(Beginning of Excerpt to read)

Evidence
Social Contagion
Nicholas Christakis, James Fowler
The fabric exists. Unshielded people exchange flows continuously, and states propagate through the web without direct contact.
The Framingham Heart Study — Social Network Analysis
Nicholas Christakis (Yale, physician and sociologist) and James Fowler (UC San Diego, political scientist) analyzed the Framingham Heart Study — a multigenerational cardiovascular study tracking 12,067 densely interconnected people from 1971 to 2003. They mapped the full social network and tracked how states spread through it.
Obesity Spreads Socially
When a Framingham resident became obese, their friends were 57% more likely to become obese. A friend-of-a-friend becoming obese raised the probability by ~20% — even if the connecting friend didn't gain a single pound. The effect reached three degrees of separation.
Published in the New England Journal of Medicine, 2007. N = 12,067 over 32 years.
Happiness Spreads Socially
One person becoming happy triggered a chain reaction measurable up to three degrees out, lasting up to a year. A friend who lives within a mile and becomes happy increases your probability of happiness by 25%. Notably, sadness does not spread as robustly — the fabric is asymmetric.
Published in BMJ, 2008. Longitudinal analysis over 20 years.
Other Contagious States
Smoking, drinking, and loneliness also spread through the network at measurable rates, each reaching three degrees before fading.
The Three Degrees Rule
Christakis and Fowler formulated this as a general principle: your influence on the network — and the network's influence on you — extends reliably to three degrees of separation. Beyond that, the signal degrades below measurable thresholds.
Key Findings
- •Obesity spreads socially: friends of an obese person are 57% more likely to become obese; the effect reaches three degrees of separation, even skipping intermediate links.
- •Happiness spreads socially: a nearby friend becoming happy increases your probability of happiness by 25%, triggering chain reactions lasting up to a year.
- •The three degrees rule: influence propagates reliably to three degrees of separation before the signal degrades below measurable thresholds.

(End of Excerpt to read)
(Beginning of Given information)

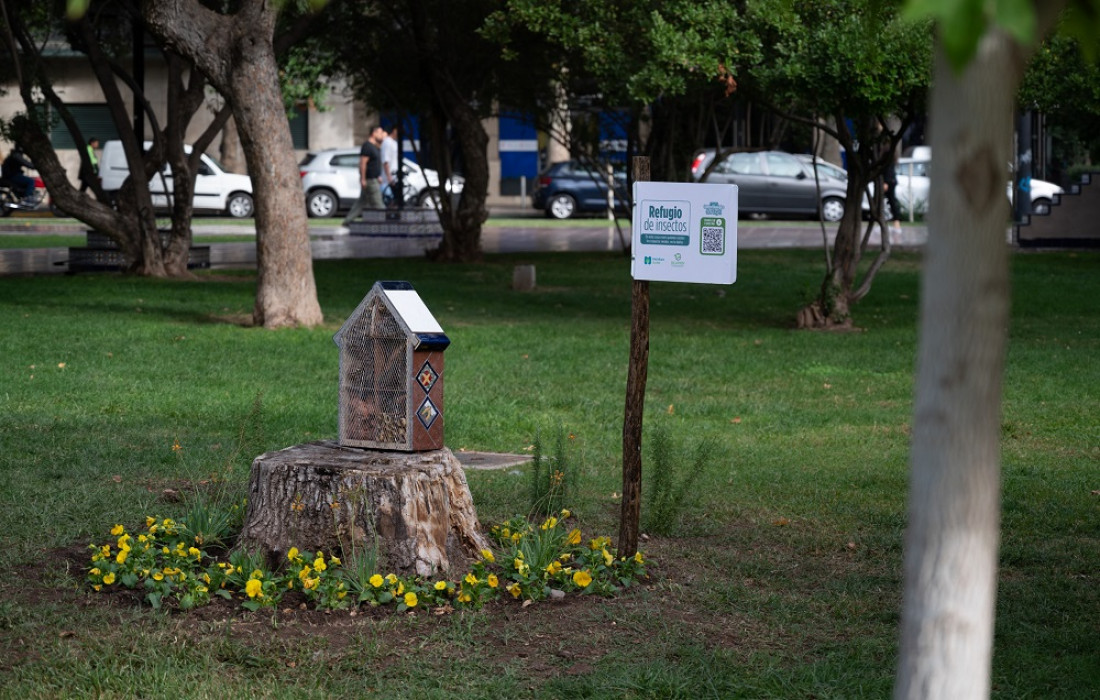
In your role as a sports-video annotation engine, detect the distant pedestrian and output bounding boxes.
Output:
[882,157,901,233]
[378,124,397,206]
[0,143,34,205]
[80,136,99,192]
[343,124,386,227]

(End of Given information)
(Beginning of Given information)

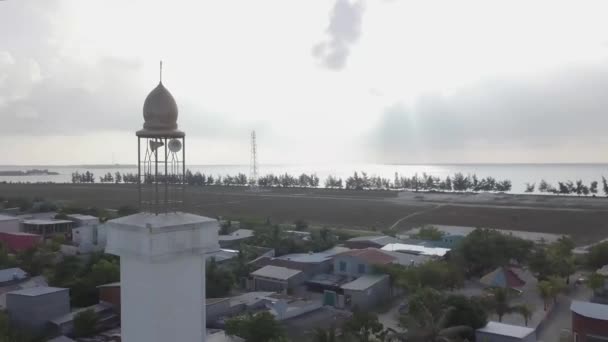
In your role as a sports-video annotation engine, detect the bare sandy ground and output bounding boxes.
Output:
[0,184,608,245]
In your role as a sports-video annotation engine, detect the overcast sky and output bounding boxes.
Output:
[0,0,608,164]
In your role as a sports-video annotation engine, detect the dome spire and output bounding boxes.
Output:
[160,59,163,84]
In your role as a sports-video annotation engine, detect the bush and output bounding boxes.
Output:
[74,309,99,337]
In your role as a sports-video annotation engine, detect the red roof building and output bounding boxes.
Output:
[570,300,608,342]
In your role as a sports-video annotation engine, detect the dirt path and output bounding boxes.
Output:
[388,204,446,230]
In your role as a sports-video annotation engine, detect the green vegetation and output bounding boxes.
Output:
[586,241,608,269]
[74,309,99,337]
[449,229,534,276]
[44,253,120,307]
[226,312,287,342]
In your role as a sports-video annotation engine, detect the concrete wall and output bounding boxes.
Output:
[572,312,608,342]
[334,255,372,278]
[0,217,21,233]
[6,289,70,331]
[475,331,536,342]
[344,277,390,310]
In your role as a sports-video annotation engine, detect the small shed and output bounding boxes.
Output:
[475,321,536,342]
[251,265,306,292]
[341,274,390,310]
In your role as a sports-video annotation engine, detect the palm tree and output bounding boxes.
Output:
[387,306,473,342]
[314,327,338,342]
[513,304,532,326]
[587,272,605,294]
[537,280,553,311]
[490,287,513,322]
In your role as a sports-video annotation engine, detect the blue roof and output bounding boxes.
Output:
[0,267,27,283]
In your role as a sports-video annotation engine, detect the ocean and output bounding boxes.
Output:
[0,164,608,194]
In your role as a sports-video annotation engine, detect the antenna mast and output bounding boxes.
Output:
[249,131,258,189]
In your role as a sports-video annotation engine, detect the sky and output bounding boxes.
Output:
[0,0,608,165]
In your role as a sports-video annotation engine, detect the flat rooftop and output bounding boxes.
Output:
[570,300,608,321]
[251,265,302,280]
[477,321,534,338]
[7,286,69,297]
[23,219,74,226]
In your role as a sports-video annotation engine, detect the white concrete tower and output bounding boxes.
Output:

(End of Given information)

Work instructions =>
1. From the social contagion text, extract the passage starting at "Published in BMJ, 2008." and ending at "skipping intermediate links.".
2. List the five states that the social contagion text says spread through the social network.
3. Translate this sentence from the social contagion text into Spanish: "Smoking, drinking, and loneliness also spread through the network at measurable rates, each reaching three degrees before fading."

Answers for this exercise =>
1.
Published in BMJ, 2008. Longitudinal analysis over 20 years.
Other Contagious States
Smoking, drinking, and loneliness also spread through the network at measurable rates, each reaching three degrees before fading.
The Three Degrees Rule
Christakis and Fowler formulated this as a general principle: your influence on the network — and the network's influence on you — extends reliably to three degrees of separation. Beyond that, the signal degrades below measurable thresholds.
Key Findings
- •Obesity spreads socially: friends of an obese person are 57% more likely to become obese; the effect reaches three degrees of separation, even skipping intermediate links.

2.
- Obesity
- Happiness
- Smoking
- Drinking
- Loneliness

3. El tabaquismo, el consumo de alcohol y la soledad también se propagan por la red a tasas medibles, y cada uno alcanza tres grados antes de desvanecerse.